Excerpt to read:
LONDON — On Tuesday, the British Parliament is to vote on a number of amendments to a motion outlining Prime Minister Theresa May’s Plan B for Britain’s withdrawal from the European Union. The casual observer will find this an opaque and arcane process, and can be forgiven for wondering why it took so long for lawmakers to start discussing different ideas.

Here is a guide to the amendment process, and why it could be a critical moment for Brexit.

At the beginning, at least, the amendment process is similar to that in the United States Congress. Bills are brought before the legislative body — by the government in Britain, by majority parties in the United States — and various lawmakers have the right to offer amendments.

They provide a chance for lawmakers outside Mrs. May’s government — those in opposition parties, like Labour, and “backbenchers” in her own Conservative Party — to include their two cents. In this case, Mrs. May published a motion that Parliament will vote on Jan. 29; the motion may or may not have been amended in ways that can have a large impact on the final shape of Brexit.

The amendments are not legally binding, for the most part, but Mrs. May will be under political pressure to follow any proposals that win the backing of a majority of lawmakers.

There is one important check on the process. While any lawmaker can offer an amendment, only one person in Parliament has the power to decide which of them get a vote: the speaker of the House of Commons, John Bercow.

Behind his famous braying of “Order, order!” and his insults of unnecessarily chatty lawmakers, the humdrum process of picking amendments is a big part of Mr. Bercow’s influence. To Mrs. May’s chagrin, he has been a champion of Parliament’s right to intervene.

Until the vote on Tuesday, it won’t be clear which amendments Mr. Bercow will allow.

Stored data entries:
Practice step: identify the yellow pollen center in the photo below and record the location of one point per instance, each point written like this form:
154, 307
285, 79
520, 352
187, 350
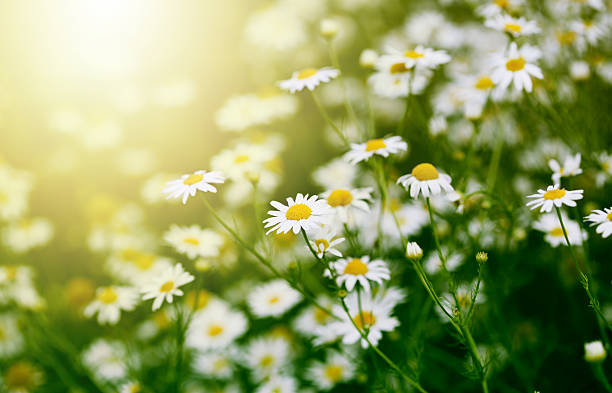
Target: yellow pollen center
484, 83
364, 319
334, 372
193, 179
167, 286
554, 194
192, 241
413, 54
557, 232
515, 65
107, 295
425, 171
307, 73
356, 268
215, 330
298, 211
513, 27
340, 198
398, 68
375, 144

Explore the material:
(1) According to the article on the Brexit amendment process, who decides which amendments get a vote in Parliament?
(2) Continue the article on the Brexit amendment process from its last sentence.

Responses:
(1) John Bercow, the speaker of the House of Commons.

(2)
Even after he chooses, the lawmakers who wrote the amendments can pull them back at the last minute if they think they are not likely to pass. By the same token, Mrs. May can simply agree to take the changes if they look certain to win a majority.

The most hyped amendment, offered by Yvette Cooper of the Labour Party, is designed to make it more difficult for Britain to leave the bloc without a deal. If Parliament has not agreed to a deal by the end of February, the amendment says, Parliament should get a chance to vote on delaying Brexit, possibly for a few months or even until the end of the year.

That would cheer a broad coalition of lawmakers who are aghast at the likely economic fallout of a no-deal exit, along with those who want to buy time for a second public vote on whether Brexit should happen at all.

An amendment offered by a Conservative lawmaker, Graham Brady, would give Parliament’s backing to a harder-line Brexit. It is designed to force Mrs. May to scrap the “backstop” plan that at least temporarily binds Britain and, to a greater extent, Northern Ireland to European trading rules. (That plan is meant to avoid customs checks on the historically contentious border between Ireland, a member state of the European Union, and Northern Ireland, which is part of the United Kingdom.)

What those warring amendments have in common is that they give clear signals about what Parliament does not want — a no-deal exit, in one case, or temporary ties to the European Union, in the other — without charting a course for what Mrs. May should negotiate instead.

And there are many more. An amendment offered by a Conservative lawmaker, Dominic Grieve, would set aside six days before March 29, the Brexit deadline, for Parliament to debate a wide array of Brexit plans. Labour’s official amendment would let Parliament weigh in on the party’s preferred Brexit deal, which includes stronger and more lasting ties to the European Union’s single market, and says lawmakers should get to vote on whether to hold a second public vote on Brexit.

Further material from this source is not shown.